● Directive 1
Retype the rows from their start through the line that contains "pixel 1075 765", leaving out the pictures.

**** Extracted text ****

Leader of the Opposition
- In office 21 September 2015 – 24 November 2015
- Prime Minister: Alexis Tsipras
- Preceded by: Himself (August 2015)
- Succeeded by: Giannis Plakiotakis
- In office 5 July 2015 – 27 August 2015
- Prime Minister: Alexis Tsipras
- Preceded by: Antonis Samaras
- Succeeded by: Himself (September 2015)

Interim President of New Democracy
- In office 5 July 2015 – 24 November 2015
- Deputy: Stavros Dimas Dimitris Avramopoulos
- Preceded by: Antonis Samaras
- Succeeded by: Giannis Plakiotakis (interim)

10th Speaker of the Hellenic Parliament
- In office 29 June 2012 – 6 February 2015
- President: Karolos Papoulias
- Preceded by: Vyron Polydoras
- Succeeded by: Zoi Konstantopoulou

Minister for National Defence
- In office 15 February 2006 – 7 October 2009
- Prime Minister: Kostas Karamanlis
- Preceded by: Spilios Spiliotopoulos
- Succeeded by: Evangelos Venizelos

Member of the Hellenic Parliament
- In office 18 June 1989 – 25 April 2019
- Constituency: Athens B

Member of the European Parliament
- Incumbent
- Assumed office 2 July 2019
- Constituency: Greece

Personal details
- Born: 14 December 1953 (age 72) Athens, Kingdom of Greece
- Party: New Democracy
- Spouse: Ioanna Kolokota
- Children: 2
- Alma mater: University of Athens Panteion University
- Profession: Politician; Lawyer;

= Vangelis Meimarakis =

Greek politician

Evangelos-Vasileios "Vangelis" Meimarakis (Ευάγγελος-Βασίλειος "Βαγγέλης" Μεϊμαράκης, /el/; born 14 December 1953) is a Greek politician who served as the acting President of New Democracy and Leader of the Opposition in Greece from 5 July to 24 November 2015, competing as the challenger to Prime Minister Alexis Tsipras in the September 2015 Greek legislative election. He lost in the run-off of the New Democracy leadership election, 2015–16. Since 2019, he has been a Member of the European Parliament.

**** Stored records ****

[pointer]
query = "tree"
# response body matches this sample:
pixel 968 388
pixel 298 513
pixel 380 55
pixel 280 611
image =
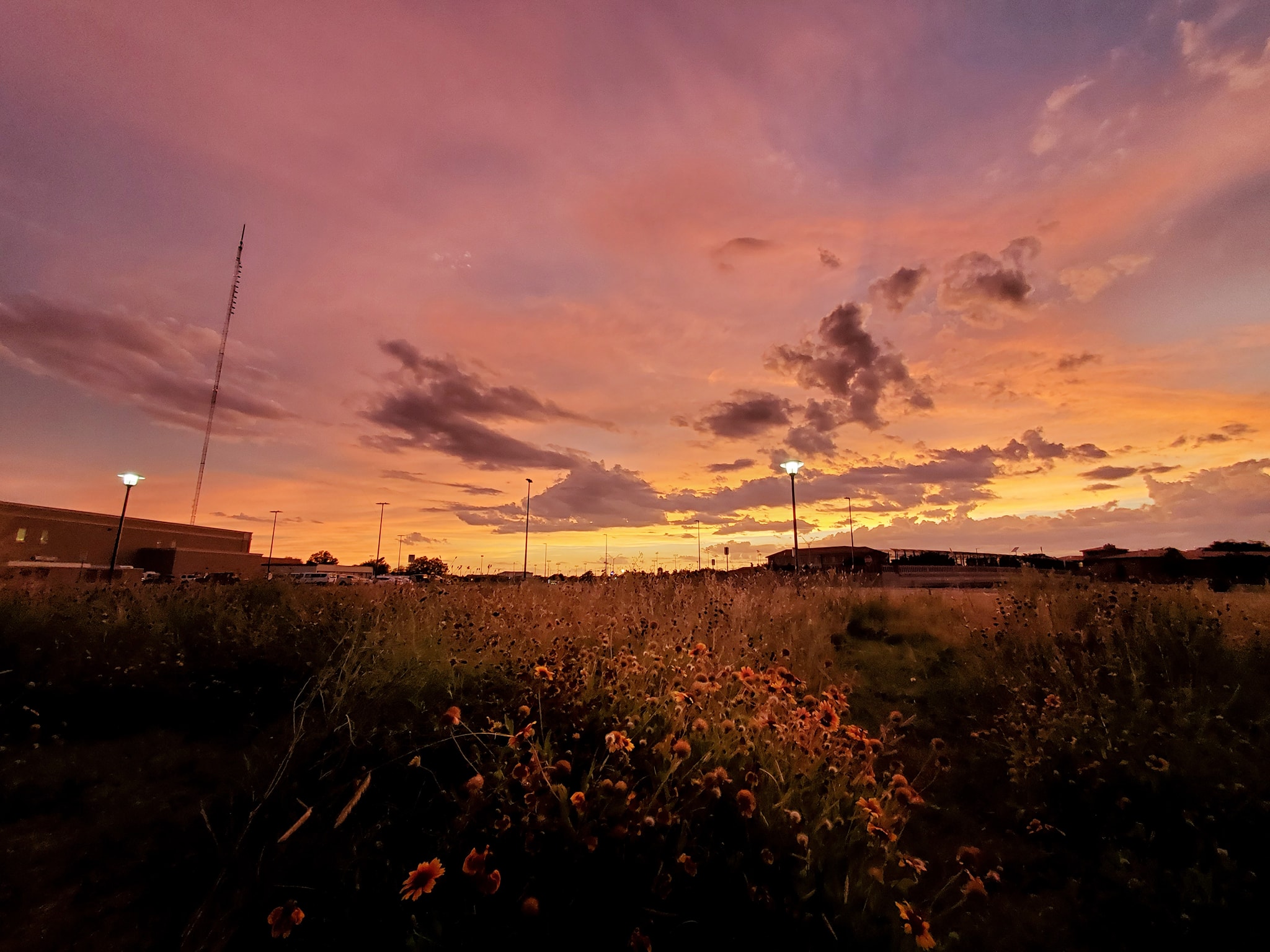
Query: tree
pixel 429 566
pixel 380 565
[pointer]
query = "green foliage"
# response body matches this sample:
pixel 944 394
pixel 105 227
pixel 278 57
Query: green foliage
pixel 1075 765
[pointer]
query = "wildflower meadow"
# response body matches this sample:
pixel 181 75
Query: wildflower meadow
pixel 644 762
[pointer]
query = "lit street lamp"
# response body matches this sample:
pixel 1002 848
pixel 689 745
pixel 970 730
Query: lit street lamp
pixel 130 480
pixel 528 488
pixel 791 467
pixel 269 568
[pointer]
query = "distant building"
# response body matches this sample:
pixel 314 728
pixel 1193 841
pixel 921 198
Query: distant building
pixel 33 536
pixel 1222 564
pixel 825 558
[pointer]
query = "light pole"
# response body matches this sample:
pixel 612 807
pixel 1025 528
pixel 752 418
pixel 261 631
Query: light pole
pixel 378 541
pixel 130 480
pixel 269 568
pixel 528 487
pixel 791 467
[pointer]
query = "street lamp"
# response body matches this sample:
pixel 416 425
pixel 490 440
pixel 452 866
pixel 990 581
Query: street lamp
pixel 791 467
pixel 528 488
pixel 378 541
pixel 130 480
pixel 269 568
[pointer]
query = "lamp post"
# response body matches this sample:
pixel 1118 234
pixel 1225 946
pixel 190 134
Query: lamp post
pixel 130 480
pixel 791 467
pixel 269 568
pixel 528 487
pixel 378 541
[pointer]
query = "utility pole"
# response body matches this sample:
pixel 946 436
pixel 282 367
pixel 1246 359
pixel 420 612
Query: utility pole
pixel 851 522
pixel 216 381
pixel 378 541
pixel 528 487
pixel 269 568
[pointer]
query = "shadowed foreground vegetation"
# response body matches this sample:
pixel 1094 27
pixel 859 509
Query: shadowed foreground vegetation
pixel 642 763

****

● Directive 2
Using the text about Vangelis Meimarakis, say whether each statement agrees with it, answering yes or no and quoting the deciding words: (a) As Minister for National Defence he served under Prime Minister Kostas Karamanlis. (b) Vyron Polydoras succeeded him as Speaker of the Hellenic Parliament. (c) He won the run-off of the New Democracy leadership election.

● Written reply 1
[pointer]
query = "tree"
# response body matches this sample:
pixel 968 388
pixel 298 513
pixel 380 55
pixel 280 611
image =
Query: tree
pixel 429 566
pixel 380 565
[pointer]
query = "green foliage"
# response body matches this sample:
pixel 944 394
pixel 105 227
pixel 278 57
Query: green foliage
pixel 1075 765

● Written reply 2
(a) Yes: "Prime Minister: Kostas Karamanlis"
(b) No: "Succeeded by: Zoi Konstantopoulou"
(c) No: "He lost in the run-off of the New Democracy leadership election, 2015–16."